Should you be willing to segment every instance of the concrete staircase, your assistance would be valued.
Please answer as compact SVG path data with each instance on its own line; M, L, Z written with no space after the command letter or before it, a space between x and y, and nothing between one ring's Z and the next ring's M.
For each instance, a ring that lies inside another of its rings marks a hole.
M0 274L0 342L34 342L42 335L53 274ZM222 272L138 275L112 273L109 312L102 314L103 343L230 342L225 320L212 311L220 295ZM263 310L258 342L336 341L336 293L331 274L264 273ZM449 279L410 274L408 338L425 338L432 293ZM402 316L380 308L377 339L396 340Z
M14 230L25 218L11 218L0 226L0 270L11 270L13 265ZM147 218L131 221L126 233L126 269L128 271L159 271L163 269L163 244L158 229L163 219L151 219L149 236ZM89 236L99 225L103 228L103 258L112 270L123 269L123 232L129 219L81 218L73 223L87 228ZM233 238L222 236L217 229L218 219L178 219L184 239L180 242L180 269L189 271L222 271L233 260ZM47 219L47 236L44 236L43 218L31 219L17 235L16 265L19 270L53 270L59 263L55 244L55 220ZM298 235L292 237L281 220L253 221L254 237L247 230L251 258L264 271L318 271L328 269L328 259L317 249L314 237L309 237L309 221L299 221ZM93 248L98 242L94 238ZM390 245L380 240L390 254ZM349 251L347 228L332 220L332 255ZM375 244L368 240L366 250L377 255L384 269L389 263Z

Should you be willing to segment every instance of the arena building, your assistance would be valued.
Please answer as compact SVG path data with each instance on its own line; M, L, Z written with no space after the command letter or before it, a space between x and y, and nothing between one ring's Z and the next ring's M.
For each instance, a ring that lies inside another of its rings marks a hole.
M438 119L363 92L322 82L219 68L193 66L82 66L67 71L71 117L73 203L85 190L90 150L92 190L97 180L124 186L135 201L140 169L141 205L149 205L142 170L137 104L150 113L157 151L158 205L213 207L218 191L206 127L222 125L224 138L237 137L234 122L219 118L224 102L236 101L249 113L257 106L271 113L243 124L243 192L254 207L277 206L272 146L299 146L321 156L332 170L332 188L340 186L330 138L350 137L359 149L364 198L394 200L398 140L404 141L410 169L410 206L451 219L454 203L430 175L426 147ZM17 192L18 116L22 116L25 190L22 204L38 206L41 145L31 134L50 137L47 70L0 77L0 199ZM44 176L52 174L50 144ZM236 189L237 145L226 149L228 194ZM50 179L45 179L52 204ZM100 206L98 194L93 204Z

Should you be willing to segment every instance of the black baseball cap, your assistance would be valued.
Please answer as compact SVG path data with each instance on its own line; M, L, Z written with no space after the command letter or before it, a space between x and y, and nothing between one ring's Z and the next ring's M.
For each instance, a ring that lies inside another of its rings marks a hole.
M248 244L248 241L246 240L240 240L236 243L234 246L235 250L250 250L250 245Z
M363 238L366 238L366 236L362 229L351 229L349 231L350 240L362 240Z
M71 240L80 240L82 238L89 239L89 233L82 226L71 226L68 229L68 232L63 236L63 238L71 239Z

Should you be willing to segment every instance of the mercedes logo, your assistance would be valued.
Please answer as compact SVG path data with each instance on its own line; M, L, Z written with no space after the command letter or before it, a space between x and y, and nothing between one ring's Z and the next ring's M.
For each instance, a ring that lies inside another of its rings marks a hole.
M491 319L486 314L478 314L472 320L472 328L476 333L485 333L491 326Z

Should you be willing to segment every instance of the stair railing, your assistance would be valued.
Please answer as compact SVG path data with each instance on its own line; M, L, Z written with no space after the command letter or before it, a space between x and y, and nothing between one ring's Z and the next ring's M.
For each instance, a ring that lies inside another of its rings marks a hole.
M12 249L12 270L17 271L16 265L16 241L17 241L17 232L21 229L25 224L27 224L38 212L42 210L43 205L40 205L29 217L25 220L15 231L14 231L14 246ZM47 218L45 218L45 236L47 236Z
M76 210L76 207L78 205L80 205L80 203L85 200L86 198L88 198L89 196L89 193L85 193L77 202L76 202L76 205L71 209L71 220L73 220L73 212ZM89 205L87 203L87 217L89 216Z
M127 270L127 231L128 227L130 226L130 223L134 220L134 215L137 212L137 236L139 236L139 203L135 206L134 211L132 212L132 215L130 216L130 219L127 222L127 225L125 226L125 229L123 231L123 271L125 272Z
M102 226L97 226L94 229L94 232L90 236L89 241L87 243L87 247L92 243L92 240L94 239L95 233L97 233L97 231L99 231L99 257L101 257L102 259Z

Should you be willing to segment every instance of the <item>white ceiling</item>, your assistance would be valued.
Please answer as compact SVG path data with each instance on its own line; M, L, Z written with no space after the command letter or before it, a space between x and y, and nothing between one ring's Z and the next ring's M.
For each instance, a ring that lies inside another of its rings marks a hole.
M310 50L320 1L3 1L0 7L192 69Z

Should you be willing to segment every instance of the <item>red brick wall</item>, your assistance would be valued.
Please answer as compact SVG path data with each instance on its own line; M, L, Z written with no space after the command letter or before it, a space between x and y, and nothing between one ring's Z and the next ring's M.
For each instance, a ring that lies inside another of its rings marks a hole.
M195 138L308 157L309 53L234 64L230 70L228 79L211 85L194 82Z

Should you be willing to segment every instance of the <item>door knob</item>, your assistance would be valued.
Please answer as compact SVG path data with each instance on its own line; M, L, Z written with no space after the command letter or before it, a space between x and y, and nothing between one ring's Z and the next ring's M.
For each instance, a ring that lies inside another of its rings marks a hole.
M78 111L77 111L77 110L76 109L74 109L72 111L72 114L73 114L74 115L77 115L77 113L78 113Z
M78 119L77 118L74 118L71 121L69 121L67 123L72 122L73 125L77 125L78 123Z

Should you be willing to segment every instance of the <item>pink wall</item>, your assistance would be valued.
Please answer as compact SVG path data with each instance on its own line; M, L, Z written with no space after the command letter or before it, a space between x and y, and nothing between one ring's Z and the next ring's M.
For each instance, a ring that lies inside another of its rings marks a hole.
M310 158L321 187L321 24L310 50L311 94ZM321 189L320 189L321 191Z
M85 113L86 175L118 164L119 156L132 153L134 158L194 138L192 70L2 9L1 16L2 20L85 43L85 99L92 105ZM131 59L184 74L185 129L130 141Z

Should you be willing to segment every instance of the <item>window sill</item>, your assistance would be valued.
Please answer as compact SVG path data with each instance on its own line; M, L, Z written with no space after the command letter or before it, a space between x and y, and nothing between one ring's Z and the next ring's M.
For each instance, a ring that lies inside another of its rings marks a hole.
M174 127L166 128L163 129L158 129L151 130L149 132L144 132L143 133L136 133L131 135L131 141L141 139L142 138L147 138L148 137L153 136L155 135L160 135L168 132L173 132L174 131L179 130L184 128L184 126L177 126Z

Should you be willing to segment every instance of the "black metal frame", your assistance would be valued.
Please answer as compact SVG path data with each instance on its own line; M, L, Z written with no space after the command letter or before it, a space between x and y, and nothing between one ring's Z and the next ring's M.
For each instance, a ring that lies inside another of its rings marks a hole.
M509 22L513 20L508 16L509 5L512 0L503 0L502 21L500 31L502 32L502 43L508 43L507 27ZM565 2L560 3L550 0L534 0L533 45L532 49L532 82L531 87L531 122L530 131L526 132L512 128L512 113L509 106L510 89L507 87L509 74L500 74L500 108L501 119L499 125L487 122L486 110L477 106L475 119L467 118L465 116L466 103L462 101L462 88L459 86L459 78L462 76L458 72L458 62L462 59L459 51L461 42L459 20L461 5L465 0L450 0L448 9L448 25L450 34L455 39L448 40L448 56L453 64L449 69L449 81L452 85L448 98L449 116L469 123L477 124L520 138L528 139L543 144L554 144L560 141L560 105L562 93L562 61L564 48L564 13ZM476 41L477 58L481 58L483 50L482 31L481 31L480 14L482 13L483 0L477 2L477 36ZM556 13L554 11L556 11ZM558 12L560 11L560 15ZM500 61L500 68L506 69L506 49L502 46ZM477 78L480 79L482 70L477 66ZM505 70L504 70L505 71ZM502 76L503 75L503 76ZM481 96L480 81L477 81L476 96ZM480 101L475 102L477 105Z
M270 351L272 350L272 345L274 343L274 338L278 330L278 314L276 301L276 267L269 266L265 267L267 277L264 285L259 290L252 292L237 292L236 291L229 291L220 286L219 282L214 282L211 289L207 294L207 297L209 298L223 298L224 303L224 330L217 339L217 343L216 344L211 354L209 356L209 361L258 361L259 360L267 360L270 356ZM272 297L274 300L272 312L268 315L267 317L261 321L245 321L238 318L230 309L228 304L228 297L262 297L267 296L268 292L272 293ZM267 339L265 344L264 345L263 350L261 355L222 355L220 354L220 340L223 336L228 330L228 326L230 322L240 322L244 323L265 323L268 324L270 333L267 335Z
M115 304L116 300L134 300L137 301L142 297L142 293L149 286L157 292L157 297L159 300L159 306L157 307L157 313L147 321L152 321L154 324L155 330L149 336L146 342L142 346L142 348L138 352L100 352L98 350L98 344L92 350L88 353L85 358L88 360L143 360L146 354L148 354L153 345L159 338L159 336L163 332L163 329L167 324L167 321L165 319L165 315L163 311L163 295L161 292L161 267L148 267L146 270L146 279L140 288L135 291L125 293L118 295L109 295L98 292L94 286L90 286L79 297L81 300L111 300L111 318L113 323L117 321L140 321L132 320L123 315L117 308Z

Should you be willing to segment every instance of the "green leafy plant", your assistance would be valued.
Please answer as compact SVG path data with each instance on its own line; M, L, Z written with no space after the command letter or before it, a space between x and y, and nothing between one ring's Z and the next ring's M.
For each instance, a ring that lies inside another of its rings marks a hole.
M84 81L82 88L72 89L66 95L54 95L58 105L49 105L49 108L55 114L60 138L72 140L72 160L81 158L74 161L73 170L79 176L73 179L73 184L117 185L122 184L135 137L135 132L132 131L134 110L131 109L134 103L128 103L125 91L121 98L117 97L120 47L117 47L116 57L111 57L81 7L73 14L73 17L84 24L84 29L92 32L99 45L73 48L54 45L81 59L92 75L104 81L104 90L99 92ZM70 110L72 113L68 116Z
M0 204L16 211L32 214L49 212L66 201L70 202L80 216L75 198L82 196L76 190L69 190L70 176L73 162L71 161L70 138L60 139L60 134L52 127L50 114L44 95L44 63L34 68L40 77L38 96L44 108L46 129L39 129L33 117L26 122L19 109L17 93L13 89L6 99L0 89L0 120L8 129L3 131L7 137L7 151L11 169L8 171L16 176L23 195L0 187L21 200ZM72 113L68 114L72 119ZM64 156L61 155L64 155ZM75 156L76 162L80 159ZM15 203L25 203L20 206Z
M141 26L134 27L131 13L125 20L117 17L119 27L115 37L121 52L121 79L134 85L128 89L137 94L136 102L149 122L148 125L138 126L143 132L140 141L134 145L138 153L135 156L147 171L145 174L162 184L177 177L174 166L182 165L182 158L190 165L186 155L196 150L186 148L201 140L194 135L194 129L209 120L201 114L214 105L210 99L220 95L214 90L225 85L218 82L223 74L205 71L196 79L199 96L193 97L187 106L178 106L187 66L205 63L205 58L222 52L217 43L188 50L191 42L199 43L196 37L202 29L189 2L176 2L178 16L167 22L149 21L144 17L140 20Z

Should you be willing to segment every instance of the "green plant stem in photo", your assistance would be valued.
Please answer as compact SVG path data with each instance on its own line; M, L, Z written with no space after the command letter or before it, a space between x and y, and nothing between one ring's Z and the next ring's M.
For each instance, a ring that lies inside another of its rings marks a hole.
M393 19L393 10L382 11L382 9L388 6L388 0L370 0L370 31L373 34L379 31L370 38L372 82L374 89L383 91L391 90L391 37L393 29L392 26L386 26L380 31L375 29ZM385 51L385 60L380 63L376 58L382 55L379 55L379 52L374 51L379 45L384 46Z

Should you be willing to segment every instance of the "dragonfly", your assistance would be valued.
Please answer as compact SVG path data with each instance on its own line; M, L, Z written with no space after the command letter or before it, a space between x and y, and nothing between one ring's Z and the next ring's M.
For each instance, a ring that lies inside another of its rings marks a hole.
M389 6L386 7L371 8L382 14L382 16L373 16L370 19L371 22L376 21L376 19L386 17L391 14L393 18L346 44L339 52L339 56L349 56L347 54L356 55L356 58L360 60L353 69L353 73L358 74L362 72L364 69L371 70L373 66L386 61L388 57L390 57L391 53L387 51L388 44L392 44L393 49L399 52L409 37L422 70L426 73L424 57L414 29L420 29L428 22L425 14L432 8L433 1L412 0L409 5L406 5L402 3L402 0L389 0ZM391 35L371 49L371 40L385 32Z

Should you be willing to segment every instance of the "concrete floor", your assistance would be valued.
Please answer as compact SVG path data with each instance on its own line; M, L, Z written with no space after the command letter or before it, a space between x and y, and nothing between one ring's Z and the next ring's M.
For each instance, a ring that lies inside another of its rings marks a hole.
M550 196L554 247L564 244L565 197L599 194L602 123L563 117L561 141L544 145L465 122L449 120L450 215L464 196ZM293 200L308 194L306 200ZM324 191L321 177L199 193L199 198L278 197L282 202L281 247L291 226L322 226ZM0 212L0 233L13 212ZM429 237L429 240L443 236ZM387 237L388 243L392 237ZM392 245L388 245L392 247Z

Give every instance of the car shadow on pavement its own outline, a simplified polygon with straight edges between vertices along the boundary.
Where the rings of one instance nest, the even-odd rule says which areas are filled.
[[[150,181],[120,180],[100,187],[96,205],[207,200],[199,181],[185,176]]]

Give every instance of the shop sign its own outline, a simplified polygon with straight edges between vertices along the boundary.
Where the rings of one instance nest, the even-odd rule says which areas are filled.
━━━━━━━━━━━━━━━━━━━━━━━━━━━━━━
# O que fazer
Pode reescrever tudo desde o início das linhas até a linha que contém "M0 274L0 342L34", inclusive, trocando "concrete staircase" por "stone staircase" e deixando o resto como está?

# Solução
Should you be willing to segment every instance of the stone staircase, your assistance would be valued.
Please answer as compact SVG path data with each instance on its own line; M, L, Z written with no space after the command letter or before it, a space between x and y, and nothing between one ring's Z and the next ring's M.
For each instance, a ring that lies inside another of its rings marks a hole.
M0 274L0 342L34 342L42 335L53 274ZM222 272L138 275L112 273L109 312L102 314L103 343L230 342L225 320L212 311L220 295ZM263 310L258 342L336 341L336 293L331 274L264 273ZM449 279L410 274L408 338L425 338L432 293ZM402 316L380 308L377 339L396 340Z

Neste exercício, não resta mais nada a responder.